* Begin *

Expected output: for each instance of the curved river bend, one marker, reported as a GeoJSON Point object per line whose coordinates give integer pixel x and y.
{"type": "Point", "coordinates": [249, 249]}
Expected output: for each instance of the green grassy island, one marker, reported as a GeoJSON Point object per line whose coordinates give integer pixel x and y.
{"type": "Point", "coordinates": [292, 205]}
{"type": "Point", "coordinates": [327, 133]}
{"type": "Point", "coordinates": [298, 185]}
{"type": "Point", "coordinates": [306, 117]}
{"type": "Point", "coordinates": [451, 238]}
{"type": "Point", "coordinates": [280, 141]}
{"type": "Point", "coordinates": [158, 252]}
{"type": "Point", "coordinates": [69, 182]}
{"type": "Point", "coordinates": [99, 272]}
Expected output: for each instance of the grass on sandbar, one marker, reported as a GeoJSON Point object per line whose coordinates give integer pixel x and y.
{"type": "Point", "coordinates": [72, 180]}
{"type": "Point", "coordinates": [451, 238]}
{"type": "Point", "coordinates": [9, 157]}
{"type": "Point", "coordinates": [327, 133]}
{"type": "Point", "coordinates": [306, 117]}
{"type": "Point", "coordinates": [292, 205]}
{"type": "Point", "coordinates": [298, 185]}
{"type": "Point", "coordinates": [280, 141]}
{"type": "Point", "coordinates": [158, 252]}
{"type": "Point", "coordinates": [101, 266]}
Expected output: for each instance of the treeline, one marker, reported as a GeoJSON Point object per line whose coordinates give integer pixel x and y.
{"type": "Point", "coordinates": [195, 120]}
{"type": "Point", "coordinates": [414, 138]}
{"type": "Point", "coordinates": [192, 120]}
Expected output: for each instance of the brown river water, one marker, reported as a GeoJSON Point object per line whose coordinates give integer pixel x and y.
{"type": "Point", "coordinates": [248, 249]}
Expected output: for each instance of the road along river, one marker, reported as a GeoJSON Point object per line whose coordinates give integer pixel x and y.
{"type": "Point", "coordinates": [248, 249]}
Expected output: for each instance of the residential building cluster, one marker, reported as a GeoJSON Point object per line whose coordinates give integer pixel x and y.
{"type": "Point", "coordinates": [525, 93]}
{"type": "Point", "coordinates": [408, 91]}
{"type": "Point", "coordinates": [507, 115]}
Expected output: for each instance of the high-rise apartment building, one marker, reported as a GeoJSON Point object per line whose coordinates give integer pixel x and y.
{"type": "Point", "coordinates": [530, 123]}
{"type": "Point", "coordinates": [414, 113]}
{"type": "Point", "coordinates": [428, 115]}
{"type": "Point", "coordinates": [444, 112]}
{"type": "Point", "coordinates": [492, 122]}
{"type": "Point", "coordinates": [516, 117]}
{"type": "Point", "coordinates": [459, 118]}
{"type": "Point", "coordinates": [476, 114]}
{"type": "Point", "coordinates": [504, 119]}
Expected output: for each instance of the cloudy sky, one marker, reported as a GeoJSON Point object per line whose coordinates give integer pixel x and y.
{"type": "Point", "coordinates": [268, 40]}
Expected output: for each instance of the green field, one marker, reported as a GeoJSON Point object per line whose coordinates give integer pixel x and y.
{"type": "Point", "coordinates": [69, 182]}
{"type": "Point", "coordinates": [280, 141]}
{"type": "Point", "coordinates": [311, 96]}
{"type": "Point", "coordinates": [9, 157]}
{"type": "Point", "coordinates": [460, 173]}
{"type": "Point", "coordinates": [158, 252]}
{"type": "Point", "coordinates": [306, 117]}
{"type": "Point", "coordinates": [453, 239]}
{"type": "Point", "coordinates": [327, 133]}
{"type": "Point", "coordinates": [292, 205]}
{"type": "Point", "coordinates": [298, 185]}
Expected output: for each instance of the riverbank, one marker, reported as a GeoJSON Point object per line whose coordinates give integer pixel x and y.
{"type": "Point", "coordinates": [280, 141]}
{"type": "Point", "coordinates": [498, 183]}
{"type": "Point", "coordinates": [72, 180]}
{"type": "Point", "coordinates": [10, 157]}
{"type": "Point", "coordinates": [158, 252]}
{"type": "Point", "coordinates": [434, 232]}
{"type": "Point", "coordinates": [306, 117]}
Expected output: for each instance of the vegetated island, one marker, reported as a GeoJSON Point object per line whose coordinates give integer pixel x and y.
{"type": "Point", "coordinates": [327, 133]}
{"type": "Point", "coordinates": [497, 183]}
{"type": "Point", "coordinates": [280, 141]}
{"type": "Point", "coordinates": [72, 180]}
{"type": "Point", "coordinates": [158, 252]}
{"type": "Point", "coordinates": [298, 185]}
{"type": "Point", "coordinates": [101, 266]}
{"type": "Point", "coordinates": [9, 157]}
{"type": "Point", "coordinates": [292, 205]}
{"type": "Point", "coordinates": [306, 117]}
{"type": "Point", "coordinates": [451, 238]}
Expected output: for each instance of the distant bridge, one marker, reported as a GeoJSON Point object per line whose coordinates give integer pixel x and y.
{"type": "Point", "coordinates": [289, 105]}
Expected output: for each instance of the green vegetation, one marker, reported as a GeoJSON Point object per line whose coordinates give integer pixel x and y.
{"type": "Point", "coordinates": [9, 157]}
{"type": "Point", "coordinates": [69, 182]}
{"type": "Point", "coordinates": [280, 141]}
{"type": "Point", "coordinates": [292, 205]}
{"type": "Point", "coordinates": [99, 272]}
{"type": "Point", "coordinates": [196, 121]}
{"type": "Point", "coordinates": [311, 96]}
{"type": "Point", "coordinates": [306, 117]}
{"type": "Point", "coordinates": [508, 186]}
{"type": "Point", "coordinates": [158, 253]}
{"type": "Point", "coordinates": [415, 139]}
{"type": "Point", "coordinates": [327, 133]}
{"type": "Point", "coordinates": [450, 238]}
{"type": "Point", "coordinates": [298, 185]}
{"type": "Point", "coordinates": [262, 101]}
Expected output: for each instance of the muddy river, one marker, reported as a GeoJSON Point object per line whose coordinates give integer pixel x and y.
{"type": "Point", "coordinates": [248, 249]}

* End *

## Instruction
Can you copy all of the items above line for line, with every character left unchanged?

## Expected answer
Expected output: for each instance of the curved river bend, one marker, reported as a GeoJSON Point object per line whose coordinates give integer pixel x and y.
{"type": "Point", "coordinates": [249, 249]}
Expected output: for each instance of the green grassy island, one marker, reported as a GeoJSON Point object per line whose coordinates give integer pixel x and y.
{"type": "Point", "coordinates": [292, 205]}
{"type": "Point", "coordinates": [327, 133]}
{"type": "Point", "coordinates": [298, 185]}
{"type": "Point", "coordinates": [306, 117]}
{"type": "Point", "coordinates": [451, 238]}
{"type": "Point", "coordinates": [280, 141]}
{"type": "Point", "coordinates": [158, 252]}
{"type": "Point", "coordinates": [69, 182]}
{"type": "Point", "coordinates": [99, 272]}
Expected output: for each instance of the grass on sandbar, one marker, reported as a GeoJSON Point object per line whose coordinates give integer pixel x and y.
{"type": "Point", "coordinates": [72, 180]}
{"type": "Point", "coordinates": [451, 238]}
{"type": "Point", "coordinates": [9, 157]}
{"type": "Point", "coordinates": [327, 133]}
{"type": "Point", "coordinates": [306, 117]}
{"type": "Point", "coordinates": [292, 205]}
{"type": "Point", "coordinates": [298, 185]}
{"type": "Point", "coordinates": [280, 141]}
{"type": "Point", "coordinates": [158, 252]}
{"type": "Point", "coordinates": [101, 266]}
Expected output: for each instance of the treeline, one marker, reported as a GeoJSON Point object per line whose coordinates give integer pixel x and y.
{"type": "Point", "coordinates": [195, 120]}
{"type": "Point", "coordinates": [414, 138]}
{"type": "Point", "coordinates": [192, 120]}
Expected output: for each instance of the brown river water, one marker, reported as a GeoJSON Point object per line whose coordinates give integer pixel x and y.
{"type": "Point", "coordinates": [248, 249]}
Expected output: for each instance of the road along river, one marker, reported as a GeoJSON Point object per line whose coordinates give integer pixel x and y.
{"type": "Point", "coordinates": [248, 249]}
Expected output: for each instance of the residential building cluster, one marker, reported as a GeoJSON Point object per line whose coordinates give integer pixel x and y.
{"type": "Point", "coordinates": [525, 93]}
{"type": "Point", "coordinates": [408, 91]}
{"type": "Point", "coordinates": [507, 115]}
Expected output: for each instance of the high-rise apartment building, one marker, reported as a GeoJSON Point object per line whose coordinates give integer pixel x and y.
{"type": "Point", "coordinates": [530, 123]}
{"type": "Point", "coordinates": [414, 113]}
{"type": "Point", "coordinates": [428, 115]}
{"type": "Point", "coordinates": [444, 112]}
{"type": "Point", "coordinates": [492, 122]}
{"type": "Point", "coordinates": [516, 117]}
{"type": "Point", "coordinates": [459, 118]}
{"type": "Point", "coordinates": [476, 114]}
{"type": "Point", "coordinates": [504, 119]}
Expected output: for each instance of the cloudy sky, one marker, reported as a GeoJSON Point object per line whose coordinates give integer pixel x and y.
{"type": "Point", "coordinates": [268, 40]}
Expected output: for each instance of the green field, one marker, reported as a GeoJSON Point object per line whose coordinates give integer pixel x and y.
{"type": "Point", "coordinates": [69, 182]}
{"type": "Point", "coordinates": [280, 141]}
{"type": "Point", "coordinates": [311, 96]}
{"type": "Point", "coordinates": [9, 157]}
{"type": "Point", "coordinates": [460, 173]}
{"type": "Point", "coordinates": [158, 252]}
{"type": "Point", "coordinates": [306, 117]}
{"type": "Point", "coordinates": [453, 239]}
{"type": "Point", "coordinates": [327, 133]}
{"type": "Point", "coordinates": [292, 205]}
{"type": "Point", "coordinates": [298, 185]}
Expected output: for each instance of the riverbank, one marker, reported as a GeoJSON Point object per line whose coordinates give integer pixel x and y.
{"type": "Point", "coordinates": [280, 141]}
{"type": "Point", "coordinates": [498, 183]}
{"type": "Point", "coordinates": [72, 180]}
{"type": "Point", "coordinates": [10, 157]}
{"type": "Point", "coordinates": [158, 252]}
{"type": "Point", "coordinates": [434, 232]}
{"type": "Point", "coordinates": [306, 117]}
Expected output: for each instance of the vegetated island, one marker, reported as a GeoJSON Point object per line whose coordinates give integer pixel x and y.
{"type": "Point", "coordinates": [327, 133]}
{"type": "Point", "coordinates": [497, 183]}
{"type": "Point", "coordinates": [280, 141]}
{"type": "Point", "coordinates": [72, 180]}
{"type": "Point", "coordinates": [158, 252]}
{"type": "Point", "coordinates": [298, 185]}
{"type": "Point", "coordinates": [101, 266]}
{"type": "Point", "coordinates": [9, 157]}
{"type": "Point", "coordinates": [292, 205]}
{"type": "Point", "coordinates": [306, 117]}
{"type": "Point", "coordinates": [451, 238]}
Expected output: for each instance of the distant bridge, one marker, reported as a GeoJSON Point object per line whose coordinates give integer pixel x and y.
{"type": "Point", "coordinates": [289, 105]}
Expected output: for each instance of the green vegetation, one marker, reported as a GeoJSON Point object per line whose coordinates give integer pixel x and y.
{"type": "Point", "coordinates": [9, 157]}
{"type": "Point", "coordinates": [69, 182]}
{"type": "Point", "coordinates": [280, 141]}
{"type": "Point", "coordinates": [292, 205]}
{"type": "Point", "coordinates": [99, 272]}
{"type": "Point", "coordinates": [196, 121]}
{"type": "Point", "coordinates": [311, 96]}
{"type": "Point", "coordinates": [306, 117]}
{"type": "Point", "coordinates": [508, 186]}
{"type": "Point", "coordinates": [158, 253]}
{"type": "Point", "coordinates": [415, 139]}
{"type": "Point", "coordinates": [327, 133]}
{"type": "Point", "coordinates": [450, 238]}
{"type": "Point", "coordinates": [298, 185]}
{"type": "Point", "coordinates": [262, 101]}
Expected output: for each instance of the muddy river, one marker, reported as a GeoJSON Point object per line whose coordinates give integer pixel x and y.
{"type": "Point", "coordinates": [248, 249]}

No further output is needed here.